**Prompt**. Produce a verbatim copy of the entries listed below.
* * * * * * * * *
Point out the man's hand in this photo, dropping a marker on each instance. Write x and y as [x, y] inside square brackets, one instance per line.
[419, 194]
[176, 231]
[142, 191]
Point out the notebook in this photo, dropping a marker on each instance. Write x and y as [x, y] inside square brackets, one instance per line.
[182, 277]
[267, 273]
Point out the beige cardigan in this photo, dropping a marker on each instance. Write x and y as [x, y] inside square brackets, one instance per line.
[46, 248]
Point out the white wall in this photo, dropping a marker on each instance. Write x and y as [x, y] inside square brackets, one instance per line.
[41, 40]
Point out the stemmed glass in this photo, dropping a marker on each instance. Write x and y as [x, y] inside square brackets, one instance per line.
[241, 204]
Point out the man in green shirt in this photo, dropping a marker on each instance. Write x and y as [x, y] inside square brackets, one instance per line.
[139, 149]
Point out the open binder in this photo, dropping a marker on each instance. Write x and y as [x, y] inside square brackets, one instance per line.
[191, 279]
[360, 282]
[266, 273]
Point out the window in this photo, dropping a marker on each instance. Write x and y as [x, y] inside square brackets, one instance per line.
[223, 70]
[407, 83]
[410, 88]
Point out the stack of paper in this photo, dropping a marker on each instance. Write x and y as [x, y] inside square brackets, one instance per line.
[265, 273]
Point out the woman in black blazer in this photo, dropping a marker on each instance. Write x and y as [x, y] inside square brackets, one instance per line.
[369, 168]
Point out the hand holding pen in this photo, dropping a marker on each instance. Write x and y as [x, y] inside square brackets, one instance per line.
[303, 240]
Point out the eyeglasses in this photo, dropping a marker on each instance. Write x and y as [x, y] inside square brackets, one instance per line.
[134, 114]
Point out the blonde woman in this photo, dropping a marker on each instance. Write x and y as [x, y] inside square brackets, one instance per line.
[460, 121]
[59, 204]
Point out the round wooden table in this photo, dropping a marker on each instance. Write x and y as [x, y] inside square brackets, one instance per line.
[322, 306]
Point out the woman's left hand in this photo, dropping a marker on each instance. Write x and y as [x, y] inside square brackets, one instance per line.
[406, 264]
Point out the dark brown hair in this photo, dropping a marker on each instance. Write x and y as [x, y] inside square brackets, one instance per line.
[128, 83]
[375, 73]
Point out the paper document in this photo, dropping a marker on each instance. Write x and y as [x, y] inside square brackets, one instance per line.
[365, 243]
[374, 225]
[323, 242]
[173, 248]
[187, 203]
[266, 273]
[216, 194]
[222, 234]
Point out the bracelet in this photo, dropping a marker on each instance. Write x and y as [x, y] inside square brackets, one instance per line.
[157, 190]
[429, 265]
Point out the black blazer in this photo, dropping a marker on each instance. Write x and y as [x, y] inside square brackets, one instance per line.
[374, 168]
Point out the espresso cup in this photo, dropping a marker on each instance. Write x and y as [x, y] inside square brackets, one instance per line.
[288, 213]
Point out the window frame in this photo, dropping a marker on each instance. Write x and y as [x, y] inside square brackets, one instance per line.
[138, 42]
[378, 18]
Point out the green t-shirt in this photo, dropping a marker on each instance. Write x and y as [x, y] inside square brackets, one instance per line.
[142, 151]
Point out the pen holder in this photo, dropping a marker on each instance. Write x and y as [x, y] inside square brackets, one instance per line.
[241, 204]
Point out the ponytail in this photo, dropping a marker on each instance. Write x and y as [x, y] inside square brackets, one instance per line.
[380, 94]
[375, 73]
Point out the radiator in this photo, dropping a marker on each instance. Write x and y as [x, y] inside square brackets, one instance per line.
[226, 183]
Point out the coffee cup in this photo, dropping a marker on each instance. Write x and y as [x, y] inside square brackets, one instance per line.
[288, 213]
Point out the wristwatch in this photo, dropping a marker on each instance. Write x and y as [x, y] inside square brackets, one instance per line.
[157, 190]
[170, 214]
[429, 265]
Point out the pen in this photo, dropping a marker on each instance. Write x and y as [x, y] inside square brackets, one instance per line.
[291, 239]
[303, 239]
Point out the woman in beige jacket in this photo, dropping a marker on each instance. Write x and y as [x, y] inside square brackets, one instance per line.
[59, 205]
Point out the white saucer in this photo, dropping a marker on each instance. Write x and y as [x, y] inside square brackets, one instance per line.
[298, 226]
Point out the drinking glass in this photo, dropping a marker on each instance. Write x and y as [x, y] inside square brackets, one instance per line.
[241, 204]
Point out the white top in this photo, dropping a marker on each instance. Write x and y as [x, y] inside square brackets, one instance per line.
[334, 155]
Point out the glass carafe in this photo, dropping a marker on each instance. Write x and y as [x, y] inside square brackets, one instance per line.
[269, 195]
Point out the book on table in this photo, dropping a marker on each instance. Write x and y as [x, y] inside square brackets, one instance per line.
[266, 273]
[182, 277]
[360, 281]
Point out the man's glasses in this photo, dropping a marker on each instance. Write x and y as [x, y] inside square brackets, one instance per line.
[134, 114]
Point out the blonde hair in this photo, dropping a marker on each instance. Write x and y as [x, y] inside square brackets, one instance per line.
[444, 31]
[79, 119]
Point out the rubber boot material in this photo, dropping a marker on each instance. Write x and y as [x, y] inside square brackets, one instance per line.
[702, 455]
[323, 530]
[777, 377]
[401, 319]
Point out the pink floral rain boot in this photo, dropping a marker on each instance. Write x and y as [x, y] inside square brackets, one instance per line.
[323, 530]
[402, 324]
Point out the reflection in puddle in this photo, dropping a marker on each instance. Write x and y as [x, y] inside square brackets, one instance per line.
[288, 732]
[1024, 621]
* * * * * * * * *
**Response to this task**.
Point out the man's hand in this photo, dropping a marker on each instance. Write x and y as [x, y] inside square brackets, one instance per line.
[419, 194]
[176, 231]
[142, 191]
Point out the notebook in this photo, dropping a marker on each instance. Write x and y as [x, y] inside square brackets, one instance per line.
[182, 277]
[267, 273]
Point out the beige cardigan in this photo, dropping a marker on each instance. Write x and y as [x, y] inside square brackets, one instance per line.
[46, 248]
Point out the white wall in this photo, dropping a marker on each instance. Write x and y as [x, y] inside square brackets, one instance per line.
[41, 40]
Point out the stemmed glass in this photo, dropping a marker on each instance. Write x and y as [x, y] inside square brackets, one instance per line.
[241, 204]
Point out the man in green shirt in this photo, dropping a marker on each instance. Write x and y as [x, y] inside square brackets, one instance per line.
[139, 149]
Point out the open binder in this photo, dropping a marker on each instance. Write x and y as [x, y] inside square brackets, one instance per line.
[191, 279]
[360, 282]
[266, 273]
Point out the window in this photo, dropping a marker on each instance. Write x and y as [x, y] inside square brackets, one instance per line.
[223, 70]
[407, 83]
[410, 88]
Point out the stack of paper in this photo, dropping a marker on each instance. Write x and y as [x, y] inside square brackets, one instance per line.
[265, 273]
Point out the woman in black blazer in this photo, dropping a marker on each instance. Write x and y as [x, y] inside square brackets, one instance per line.
[369, 168]
Point out the hand holding pen in this photo, dropping a marker on each instance. Write x and y as [x, y] inside square brackets, one instance per line.
[303, 240]
Point out the eyeglasses in this photo, dropping a marker on each instance. Write x and y as [x, y] inside square brackets, one instance per line.
[134, 114]
Point out the blonde woman in this photo, dropping a marker on each instance. Write x and y as [x, y] inside square brackets, one instance per line.
[460, 121]
[59, 204]
Point out the round wooden table in this photo, dropping a marker on each instance. Write x and y as [x, y] inside square brackets, one instance per line.
[322, 306]
Point out the woman's left hand in this photo, dropping a marker on each instance. Write x and y as [x, y] inside square brackets, one instance per line.
[406, 264]
Point out the dark brown hair in this photo, dropping a marker on each instance. Write x and y as [x, y] inside square brackets, one instance per line.
[128, 83]
[375, 73]
Point out the paper document in this photo, dropping a marker on each instance. Write x and y as [x, y] inside square brackets, one instance per line.
[365, 243]
[374, 225]
[323, 242]
[173, 248]
[187, 203]
[266, 273]
[216, 194]
[222, 234]
Point out the bracelet in this photo, dropping a marker on each instance. Write x and y as [x, y] inside square brackets, one instance per line.
[157, 190]
[429, 265]
Point out the black blazer in this photo, dropping a marker on each instance. Write x and y as [x, y] inside square brackets, one instance per line.
[374, 168]
Point out the espresso cup in this photo, dropping a marker on each instance. Write x and y as [x, y] inside square brackets, one instance per line.
[288, 213]
Point out the window frame in this photo, dropping a marker on each instance. Write x and y as [x, y] inside square brackets, one instance per line.
[138, 42]
[378, 18]
Point out the green t-shirt in this photo, dropping a marker on each instance. Write x and y as [x, y] inside square brackets, one instance per line.
[142, 151]
Point out the pen holder in this photo, dropping a marker on each instance. Write x and y as [x, y] inside square brackets, one instance per line.
[241, 204]
Point out the ponytail in this photo, dropping a marker on each instance. Write x and y as [x, y] inside square brackets, one instance per line.
[380, 94]
[375, 73]
Point out the radiator in this photo, dropping a marker on each instance. Write x and y as [x, y] inside square brackets, one instance per line.
[226, 183]
Point out the coffee cup in this photo, dropping a marker on each instance. Write x and y as [x, y] inside square brackets, one instance per line.
[288, 213]
Point out the wristwatch in this photo, dropping a marker on each instance. Write x and y as [x, y] inside square brackets, one instance per line.
[157, 190]
[170, 214]
[429, 265]
Point out the pen in this photo, dropping a marker on each instance. Write x and y as [x, y] inside square brackets, one instance per line.
[291, 239]
[303, 239]
Point out the woman in beige jacket in this photo, dropping a marker on each instance. Write x and y as [x, y] inside square brackets, one instance per line.
[59, 205]
Point out the white saucer in this photo, dropping a marker on each instance. Write x and y as [x, y] inside square brackets, one instance per line.
[298, 226]
Point out the drinking glass in this photo, dropping a marker on each instance. Write x and y as [x, y] inside square brackets, one instance per line.
[241, 204]
Point out the white top in this photo, dropping a marker on each instance. Write x and y as [x, y] inside square brackets, one instance per line.
[334, 155]
Point out the glass carafe in this photo, dropping a marker on each instance. Write x and y as [x, y] inside square brackets, one instance per line.
[269, 195]
Point out the book on table in this photo, dropping a marker on each instance. Write x and y as [x, y] inside square brackets, one instance per line.
[266, 273]
[182, 277]
[360, 281]
Point out the man's glasses in this photo, dropping a marker on each instance. Write x and y as [x, y] inside square brackets, one instance per line.
[134, 114]
Point out the blonde hair in this photo, dropping a marker on each instance. Write x and y as [x, y] inside square brackets, one instance per line.
[444, 31]
[79, 119]
Point out the rubber boot material in this photo, dropping a marker on each instance. Write x and y as [x, y] inside square brackets, one instance per line.
[702, 455]
[323, 530]
[777, 377]
[401, 319]
Point out the pink floral rain boot in this photo, dropping a marker on each instance. Write x and y as [x, y] inside square brackets, one instance per line.
[323, 530]
[402, 324]
Point out the reflection in puddle in this photo, dropping a marker on each instance. Write x and y as [x, y] inside square brackets, one instance per line.
[288, 732]
[1024, 621]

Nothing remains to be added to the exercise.